*Stated goal 1*:
Reproduce the part of the passage on women and indigenous spirituality that starts with "The founders of" and continues through "North American continent.", word for word.

══════

When we all lived in tribes (the Primal Era), women's intelligence primarily created the human journey beyond the primates. Women provided the creative artistic-intellectual foundation for human development and human civilization. Women shaped the foundations of the human journey in powerful ways. 

Remember that, from its Greek roots, the word "philosophy" (philia-sophia) means "the love of wisdom," and that Athena was a Greek goddess of wisdom. (Plato tells us that she was earlier an African-Egyptian goddess, called Neith whose temple lay in the Egyptian city of Sais.) 

Women are still publicly powerful for indigenous peoples, who have never lost our human family's primal spiritual-philosophical foundations. 

For example, within the ancient and democratic Native-American Haudenosaunee Confederation (Iroquois League), founded by Hiawatha more than one thousand five hundred years ago, only women could traditionally vote to elect chiefs. 

The founders of the United States of America learned about democracy's separation of powers from leaders of the Haudenosaunee Confederation. That Confederation has for all its years been based on three separate branches of government: judicial, executive, and legislative. 

At the time of the United States' founding, the separation of powers did not exist anywhere in Europe. It was still ruled by kings and queens. The concept came from the Haudenosaunee tribes in the northeast of the North American continent. 

Also, the Haudenosaunee have always had a fourth branch of government. It is called the Council of Grandmothers. This Council can accept or veto any decision of its Confederacy by using a single criterion: "How will it affect the children seven generations from now." 

Along with the separation of powers, this long-term "seven-generations" thinking has been central to the Haudenosaunee government. (You may have seen the line of ecological paper products with the label "Seventh Generation." That's what the label refers to.) 

For indigenous people, human spirituality is rooted in Nature, of which we humans always remain a part. In this ancient but still relevant ecological spirituality, the plants and animals are our sisters and brothers. 

Classical European civilization looked down on our primal and still foundational eco-spirituality. But they did not eliminate it. Rather, they patriarchally subordinated it. 

The higher 'masculine' spirituality of the classical West's elite-male aristocratic class claimed to "transcend" (rise above) Nature. But that elite-male aristocracy could not prevent the primal "immanent" and 'feminine" Nature-based spirituality from continuing among women and the rural peasantry, over whom they ruled.

However, when we come to the Modern Era, we have something worse than classical patriarchy.  We have modern bourgeois hyper-masculinity

Following that spiritual-philosophical paradigm, modern bourgeois elite-males designed modern industrial-colonial civilization to technoscientifically conquer and plunder "Mother Nature." They set out to "penetrate" her interior in order to extract her "natural resources" for human "utility." (Fossil fuels soon became Modernity's primary "resource.")

That was indeed something new! 

At the deep mythic-symbolic level, bourgeois Modernity has held up the hyper-masculine symbol of a deformed male warrior conquering and plundering 'feminine' Nature's community of ecological life. (By contrast, the traditional noble warrior was to defend and protect the community of life). 

Thus, in bourgeois Modernity, technoscience gets designed exclusively out of a one-sided and imbalanced elite-male imagination. That is why it's so difficult for women to make advances in "hard" scientific fields like physics and engineering.

══════

*Stated goal 2*:
Format a portion of the records below as a Markdown table with the columns n and Line. Start with the line containing "Question: Can you identify where the evergreen", continue through the line containing "[292,138,329,304]", and leave out blank lines.

══════

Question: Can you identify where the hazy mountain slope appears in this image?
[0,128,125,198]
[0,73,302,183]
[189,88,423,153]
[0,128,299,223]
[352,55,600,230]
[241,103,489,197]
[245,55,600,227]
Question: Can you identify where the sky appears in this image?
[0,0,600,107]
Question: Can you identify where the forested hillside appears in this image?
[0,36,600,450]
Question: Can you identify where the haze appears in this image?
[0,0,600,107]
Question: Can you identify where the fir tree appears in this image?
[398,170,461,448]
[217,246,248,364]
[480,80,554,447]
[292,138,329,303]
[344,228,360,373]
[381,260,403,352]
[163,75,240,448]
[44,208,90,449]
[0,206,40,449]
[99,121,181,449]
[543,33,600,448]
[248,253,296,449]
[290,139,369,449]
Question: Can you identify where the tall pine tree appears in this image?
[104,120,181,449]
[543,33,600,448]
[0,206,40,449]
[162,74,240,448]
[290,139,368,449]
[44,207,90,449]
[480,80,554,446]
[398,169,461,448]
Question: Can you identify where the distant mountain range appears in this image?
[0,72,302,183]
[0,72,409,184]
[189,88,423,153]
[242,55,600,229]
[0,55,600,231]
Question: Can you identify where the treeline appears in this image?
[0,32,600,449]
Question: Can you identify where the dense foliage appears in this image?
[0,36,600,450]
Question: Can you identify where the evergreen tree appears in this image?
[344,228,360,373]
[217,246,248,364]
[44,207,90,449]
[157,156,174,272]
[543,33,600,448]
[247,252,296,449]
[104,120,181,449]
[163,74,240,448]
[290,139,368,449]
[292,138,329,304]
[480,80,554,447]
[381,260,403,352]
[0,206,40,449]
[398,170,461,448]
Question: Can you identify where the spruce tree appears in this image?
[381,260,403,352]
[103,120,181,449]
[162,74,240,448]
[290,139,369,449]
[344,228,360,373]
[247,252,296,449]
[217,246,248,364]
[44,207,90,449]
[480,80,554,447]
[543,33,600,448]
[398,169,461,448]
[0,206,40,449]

══════

*Problem solution 1*:
The founders of the United States of America learned about democracy's separation of powers from leaders of the Haudenosaunee Confederation. That Confederation has for all its years been based on three separate branches of government: judicial, executive, and legislative. 

At the time of the United States' founding, the separation of powers did not exist anywhere in Europe. It was still ruled by kings and queens. The concept came from the Haudenosaunee tribes in the northeast of the North American continent.

*Problem solution 2*:
| n | Line |
|---|---|
| 1 | Question: Can you identify where the evergreen tree appears in this image? |
| 2 | [344,228,360,373] |
| 3 | [217,246,248,364] |
| 4 | [44,207,90,449] |
| 5 | [157,156,174,272] |
| 6 | [543,33,600,448] |
| 7 | [247,252,296,449] |
| 8 | [104,120,181,449] |
| 9 | [163,74,240,448] |
| 10 | [290,139,368,449] |
| 11 | [292,138,329,304] |